───── Texte fourni ─────
Lundi 14 mai, l’ONG Oxfam France et la SCIC Basic (Bureau d’analyse sociétale pour une information citoyenne) ont publié conjointement un rapport intitulé « CAC 40 : Des profits sans partage, comment les grandes entreprises françaises alimentent la spirale des inégalités ». Largement commenté, il n’est pas exempt de faiblesses. Décryptage critique d’un rapport aux interprétations discutables.

Un biais culturel ?

Immédiatement après sa publication, le rapport d’Oxfam a reçu un écho médiatique important. Plusieurs quotidiens nationaux ont consacré leur une à ses conclusions : « Les actionnaires, enfants de plus en plus gâtés du CAC 40 » (Le Monde), « CAC 40. Toujours plus pour les actionnaires » (Libération).
───── Données recueillies ─────
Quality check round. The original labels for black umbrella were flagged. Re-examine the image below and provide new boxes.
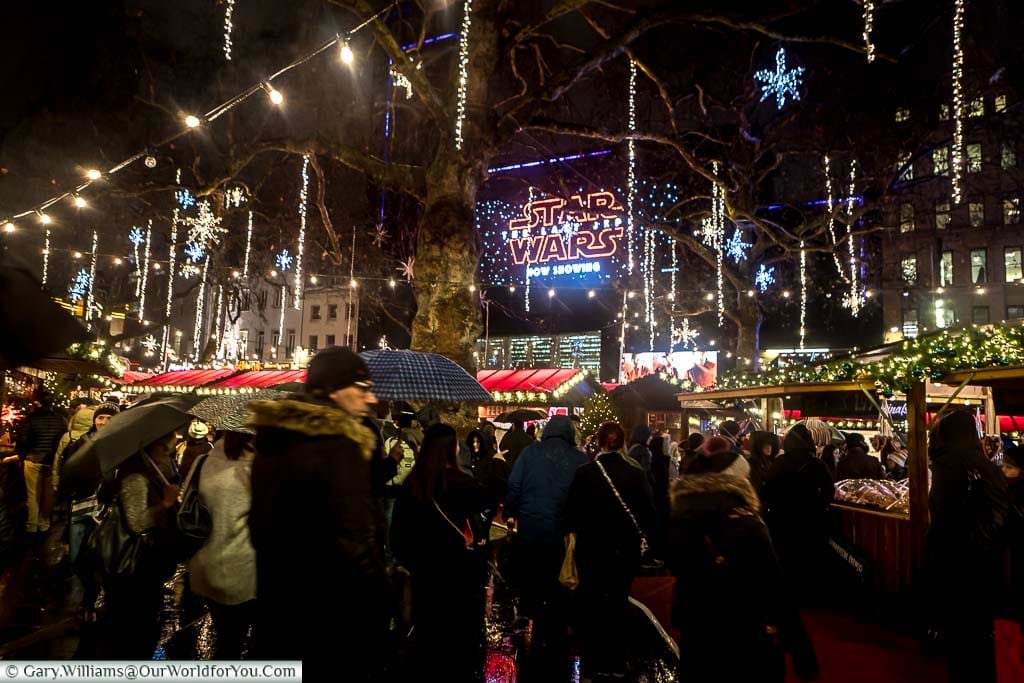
─────
--- Exercice court ---
Recopiez, s'il vous plaît, le passage du texte sur le rapport d'Oxfam qui s'ouvre sur les mots « Lundi 14 mai, l’ONG » et se clôt sur « aux interprétations discutables. ».

--- Exercice corrigé ---
Lundi 14 mai, l’ONG Oxfam France et la SCIC Basic (Bureau d’analyse sociétale pour une information citoyenne) ont publié conjointement un rapport intitulé « CAC 40 : Des profits sans partage, comment les grandes entreprises françaises alimentent la spirale des inégalités ». Largement commenté, il n’est pas exempt de faiblesses. Décryptage critique d’un rapport aux interprétations discutables.